*RECORDS FOR THIS EXERCISE*:
——
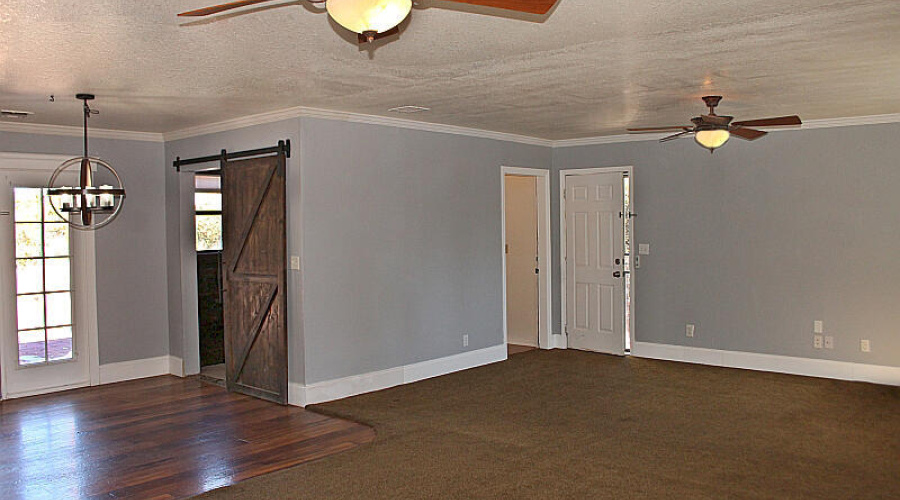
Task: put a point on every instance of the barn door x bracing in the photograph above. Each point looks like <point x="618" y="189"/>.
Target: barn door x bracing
<point x="253" y="208"/>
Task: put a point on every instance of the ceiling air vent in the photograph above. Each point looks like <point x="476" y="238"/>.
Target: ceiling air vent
<point x="11" y="113"/>
<point x="408" y="110"/>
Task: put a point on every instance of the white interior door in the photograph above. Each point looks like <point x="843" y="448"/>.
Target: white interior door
<point x="522" y="294"/>
<point x="595" y="285"/>
<point x="44" y="336"/>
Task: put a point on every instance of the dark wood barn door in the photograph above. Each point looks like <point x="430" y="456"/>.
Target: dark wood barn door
<point x="253" y="208"/>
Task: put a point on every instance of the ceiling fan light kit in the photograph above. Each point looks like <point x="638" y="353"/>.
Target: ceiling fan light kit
<point x="712" y="131"/>
<point x="368" y="17"/>
<point x="712" y="139"/>
<point x="374" y="19"/>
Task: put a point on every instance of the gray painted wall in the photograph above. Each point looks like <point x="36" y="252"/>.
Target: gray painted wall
<point x="755" y="242"/>
<point x="131" y="252"/>
<point x="182" y="271"/>
<point x="402" y="244"/>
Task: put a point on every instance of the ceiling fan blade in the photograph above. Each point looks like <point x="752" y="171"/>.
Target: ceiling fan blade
<point x="215" y="9"/>
<point x="529" y="6"/>
<point x="675" y="136"/>
<point x="716" y="119"/>
<point x="378" y="36"/>
<point x="748" y="134"/>
<point x="658" y="129"/>
<point x="771" y="122"/>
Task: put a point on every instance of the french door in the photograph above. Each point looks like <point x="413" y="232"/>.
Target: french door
<point x="45" y="340"/>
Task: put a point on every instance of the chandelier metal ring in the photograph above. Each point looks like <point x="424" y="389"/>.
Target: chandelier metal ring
<point x="83" y="197"/>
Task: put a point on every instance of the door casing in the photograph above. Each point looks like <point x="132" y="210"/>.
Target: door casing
<point x="629" y="170"/>
<point x="545" y="279"/>
<point x="35" y="169"/>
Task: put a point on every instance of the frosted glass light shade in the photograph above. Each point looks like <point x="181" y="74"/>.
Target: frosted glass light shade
<point x="361" y="16"/>
<point x="712" y="139"/>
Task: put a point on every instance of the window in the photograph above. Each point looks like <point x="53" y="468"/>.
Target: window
<point x="43" y="280"/>
<point x="208" y="209"/>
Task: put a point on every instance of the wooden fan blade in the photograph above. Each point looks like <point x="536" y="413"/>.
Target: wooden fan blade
<point x="529" y="6"/>
<point x="657" y="129"/>
<point x="378" y="36"/>
<point x="675" y="136"/>
<point x="748" y="134"/>
<point x="215" y="9"/>
<point x="771" y="122"/>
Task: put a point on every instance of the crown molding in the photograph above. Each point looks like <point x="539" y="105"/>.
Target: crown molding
<point x="305" y="112"/>
<point x="301" y="111"/>
<point x="98" y="133"/>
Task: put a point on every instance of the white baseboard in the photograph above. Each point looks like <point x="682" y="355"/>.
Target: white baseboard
<point x="139" y="368"/>
<point x="330" y="390"/>
<point x="824" y="368"/>
<point x="558" y="341"/>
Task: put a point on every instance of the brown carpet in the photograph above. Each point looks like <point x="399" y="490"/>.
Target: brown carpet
<point x="567" y="424"/>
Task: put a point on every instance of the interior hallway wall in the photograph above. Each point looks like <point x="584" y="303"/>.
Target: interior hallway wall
<point x="755" y="242"/>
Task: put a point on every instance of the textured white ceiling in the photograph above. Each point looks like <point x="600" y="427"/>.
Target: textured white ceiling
<point x="588" y="68"/>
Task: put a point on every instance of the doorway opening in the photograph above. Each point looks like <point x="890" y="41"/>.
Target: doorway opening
<point x="210" y="290"/>
<point x="598" y="263"/>
<point x="525" y="195"/>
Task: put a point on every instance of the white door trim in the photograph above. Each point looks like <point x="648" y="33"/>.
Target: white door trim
<point x="85" y="261"/>
<point x="545" y="277"/>
<point x="562" y="242"/>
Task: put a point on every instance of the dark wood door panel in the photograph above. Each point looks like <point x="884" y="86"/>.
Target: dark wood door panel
<point x="253" y="193"/>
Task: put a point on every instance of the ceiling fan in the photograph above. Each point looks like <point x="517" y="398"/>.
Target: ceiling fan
<point x="712" y="131"/>
<point x="374" y="19"/>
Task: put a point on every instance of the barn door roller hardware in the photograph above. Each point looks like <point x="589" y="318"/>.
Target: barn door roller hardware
<point x="282" y="147"/>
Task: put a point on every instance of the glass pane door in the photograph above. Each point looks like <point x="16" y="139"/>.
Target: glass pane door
<point x="43" y="281"/>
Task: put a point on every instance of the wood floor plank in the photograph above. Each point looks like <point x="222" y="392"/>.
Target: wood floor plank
<point x="161" y="438"/>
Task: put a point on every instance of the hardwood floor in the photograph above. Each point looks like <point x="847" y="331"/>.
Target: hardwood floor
<point x="157" y="438"/>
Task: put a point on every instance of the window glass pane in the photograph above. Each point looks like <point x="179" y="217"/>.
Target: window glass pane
<point x="209" y="232"/>
<point x="28" y="204"/>
<point x="49" y="214"/>
<point x="28" y="240"/>
<point x="58" y="274"/>
<point x="208" y="182"/>
<point x="56" y="240"/>
<point x="30" y="311"/>
<point x="59" y="309"/>
<point x="31" y="347"/>
<point x="208" y="202"/>
<point x="29" y="276"/>
<point x="59" y="343"/>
——
*WHAT IS REQUIRED*:
What you copy out must be exactly the lines from the line containing "Target: glass pane door" through the end of the records.

*YOUR SOLUTION*:
Target: glass pane door
<point x="43" y="281"/>
Task: put a point on every instance of the wood floor plank in the photograph above. Each point looks like <point x="222" y="392"/>.
Target: wood floor plank
<point x="161" y="438"/>
Task: put a point on every instance of the hardwood floor in the photograph above. Each point looks like <point x="847" y="331"/>.
Target: hardwood floor
<point x="157" y="438"/>
Task: put a point on every instance of the window glass pane in the photograph above. Each point looks like <point x="179" y="217"/>.
Target: window glass pane
<point x="209" y="232"/>
<point x="28" y="204"/>
<point x="49" y="214"/>
<point x="28" y="240"/>
<point x="58" y="274"/>
<point x="208" y="182"/>
<point x="56" y="240"/>
<point x="30" y="311"/>
<point x="59" y="309"/>
<point x="31" y="347"/>
<point x="208" y="202"/>
<point x="29" y="276"/>
<point x="59" y="343"/>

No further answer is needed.